Saved entries:

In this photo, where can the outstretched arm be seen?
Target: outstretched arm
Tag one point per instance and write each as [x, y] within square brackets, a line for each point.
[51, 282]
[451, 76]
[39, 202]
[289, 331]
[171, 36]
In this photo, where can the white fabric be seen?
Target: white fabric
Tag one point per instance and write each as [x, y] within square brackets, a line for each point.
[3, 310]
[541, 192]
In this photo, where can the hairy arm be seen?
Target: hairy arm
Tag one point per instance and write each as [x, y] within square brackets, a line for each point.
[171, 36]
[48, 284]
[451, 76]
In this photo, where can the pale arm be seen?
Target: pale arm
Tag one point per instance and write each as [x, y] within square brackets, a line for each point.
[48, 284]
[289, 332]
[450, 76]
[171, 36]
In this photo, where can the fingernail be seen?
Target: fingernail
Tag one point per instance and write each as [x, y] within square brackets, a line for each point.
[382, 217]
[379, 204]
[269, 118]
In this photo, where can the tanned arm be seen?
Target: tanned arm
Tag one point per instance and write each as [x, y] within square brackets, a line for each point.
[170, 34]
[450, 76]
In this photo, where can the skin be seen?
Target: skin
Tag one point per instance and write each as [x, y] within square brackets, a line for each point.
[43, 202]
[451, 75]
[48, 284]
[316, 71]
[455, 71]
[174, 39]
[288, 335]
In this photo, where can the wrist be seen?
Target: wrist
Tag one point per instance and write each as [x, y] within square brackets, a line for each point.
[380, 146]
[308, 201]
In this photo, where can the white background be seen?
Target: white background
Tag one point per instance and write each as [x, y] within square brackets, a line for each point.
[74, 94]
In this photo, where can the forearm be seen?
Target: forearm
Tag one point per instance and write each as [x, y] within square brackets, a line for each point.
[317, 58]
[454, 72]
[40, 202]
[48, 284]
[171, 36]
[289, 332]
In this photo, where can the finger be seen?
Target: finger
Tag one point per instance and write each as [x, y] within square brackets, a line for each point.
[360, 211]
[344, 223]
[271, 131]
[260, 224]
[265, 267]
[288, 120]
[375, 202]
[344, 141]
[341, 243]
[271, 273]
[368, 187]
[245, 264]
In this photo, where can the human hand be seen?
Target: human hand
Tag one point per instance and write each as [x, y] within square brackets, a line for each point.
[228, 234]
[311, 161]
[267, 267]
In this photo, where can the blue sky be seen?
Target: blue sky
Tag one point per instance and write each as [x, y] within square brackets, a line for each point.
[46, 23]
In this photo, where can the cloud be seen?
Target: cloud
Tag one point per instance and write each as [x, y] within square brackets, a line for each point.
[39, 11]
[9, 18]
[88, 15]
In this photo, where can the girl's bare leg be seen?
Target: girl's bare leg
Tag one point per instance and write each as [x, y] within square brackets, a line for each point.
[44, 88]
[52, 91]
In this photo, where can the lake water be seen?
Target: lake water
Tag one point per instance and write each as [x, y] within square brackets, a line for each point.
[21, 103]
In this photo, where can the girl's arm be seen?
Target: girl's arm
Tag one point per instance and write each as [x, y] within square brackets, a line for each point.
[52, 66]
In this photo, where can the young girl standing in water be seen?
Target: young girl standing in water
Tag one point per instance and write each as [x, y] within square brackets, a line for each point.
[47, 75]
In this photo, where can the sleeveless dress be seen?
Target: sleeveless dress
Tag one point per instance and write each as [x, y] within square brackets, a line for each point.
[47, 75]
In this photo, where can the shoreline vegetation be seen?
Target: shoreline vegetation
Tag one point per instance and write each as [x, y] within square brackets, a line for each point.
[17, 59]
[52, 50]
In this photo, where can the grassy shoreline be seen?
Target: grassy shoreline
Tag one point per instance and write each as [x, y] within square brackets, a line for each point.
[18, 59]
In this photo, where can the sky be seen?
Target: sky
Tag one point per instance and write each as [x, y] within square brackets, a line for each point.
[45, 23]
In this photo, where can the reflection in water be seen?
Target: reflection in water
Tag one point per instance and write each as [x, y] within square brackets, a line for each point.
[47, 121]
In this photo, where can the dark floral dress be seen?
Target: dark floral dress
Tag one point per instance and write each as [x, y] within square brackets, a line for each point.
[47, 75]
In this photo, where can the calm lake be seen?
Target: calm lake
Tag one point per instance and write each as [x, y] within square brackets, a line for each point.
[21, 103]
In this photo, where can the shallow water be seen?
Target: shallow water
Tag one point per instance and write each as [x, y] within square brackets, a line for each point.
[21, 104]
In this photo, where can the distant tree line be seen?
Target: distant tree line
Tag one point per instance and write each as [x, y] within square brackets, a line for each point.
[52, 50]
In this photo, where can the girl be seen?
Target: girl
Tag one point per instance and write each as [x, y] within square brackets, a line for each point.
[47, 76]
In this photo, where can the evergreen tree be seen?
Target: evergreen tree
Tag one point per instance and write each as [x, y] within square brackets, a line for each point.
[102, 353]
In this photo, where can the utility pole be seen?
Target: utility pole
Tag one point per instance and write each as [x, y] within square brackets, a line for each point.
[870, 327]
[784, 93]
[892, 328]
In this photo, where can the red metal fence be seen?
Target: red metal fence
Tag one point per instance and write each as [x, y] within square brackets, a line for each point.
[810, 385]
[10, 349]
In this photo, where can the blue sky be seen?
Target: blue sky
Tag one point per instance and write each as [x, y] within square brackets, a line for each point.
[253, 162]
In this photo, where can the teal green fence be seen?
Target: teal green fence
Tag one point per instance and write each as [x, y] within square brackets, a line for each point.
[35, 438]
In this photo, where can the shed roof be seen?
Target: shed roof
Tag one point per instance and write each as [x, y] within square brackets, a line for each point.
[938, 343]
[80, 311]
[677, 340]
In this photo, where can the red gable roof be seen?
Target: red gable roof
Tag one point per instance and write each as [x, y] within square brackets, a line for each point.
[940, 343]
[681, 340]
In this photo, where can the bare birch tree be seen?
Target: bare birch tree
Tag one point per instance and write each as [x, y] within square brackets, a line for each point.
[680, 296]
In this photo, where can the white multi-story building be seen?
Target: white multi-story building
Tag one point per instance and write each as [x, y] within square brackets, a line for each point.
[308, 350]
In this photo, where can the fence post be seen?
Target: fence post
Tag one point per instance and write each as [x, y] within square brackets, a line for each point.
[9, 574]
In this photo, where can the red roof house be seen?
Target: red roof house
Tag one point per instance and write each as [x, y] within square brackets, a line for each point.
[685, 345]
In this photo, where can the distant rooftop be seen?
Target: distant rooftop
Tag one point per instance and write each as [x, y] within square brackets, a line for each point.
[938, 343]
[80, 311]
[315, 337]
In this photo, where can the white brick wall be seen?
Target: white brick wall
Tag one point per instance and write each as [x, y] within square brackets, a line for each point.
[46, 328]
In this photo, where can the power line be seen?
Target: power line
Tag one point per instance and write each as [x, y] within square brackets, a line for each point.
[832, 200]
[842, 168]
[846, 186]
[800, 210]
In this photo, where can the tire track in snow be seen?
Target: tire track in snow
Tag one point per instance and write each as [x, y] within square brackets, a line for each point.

EXERCISE:
Transcribe the records above from the line holding "Target: human hand" down to the line holding "Target: lake water", inclusive, without adding anything.

RESULT:
Target: human hand
Tag one point per instance and write each as [x, y] within square brackets, a line for each point.
[228, 234]
[311, 161]
[267, 267]
In this photo, where can the blue sky be seen?
Target: blue sky
Tag one point per instance and write each as [x, y] within square brackets, a line for each point.
[46, 23]
In this photo, where can the cloud be seen?
Target: cloud
Tag one point per instance and write each as [x, y] within square brackets, a line for each point.
[39, 11]
[9, 18]
[88, 15]
In this photo, where can the girl's bare leg be seen?
Target: girl's bare leg
Tag one point per instance and write each as [x, y] within square brackets, a line for each point.
[44, 88]
[52, 91]
In this photo, where can the lake water be seen?
Target: lake water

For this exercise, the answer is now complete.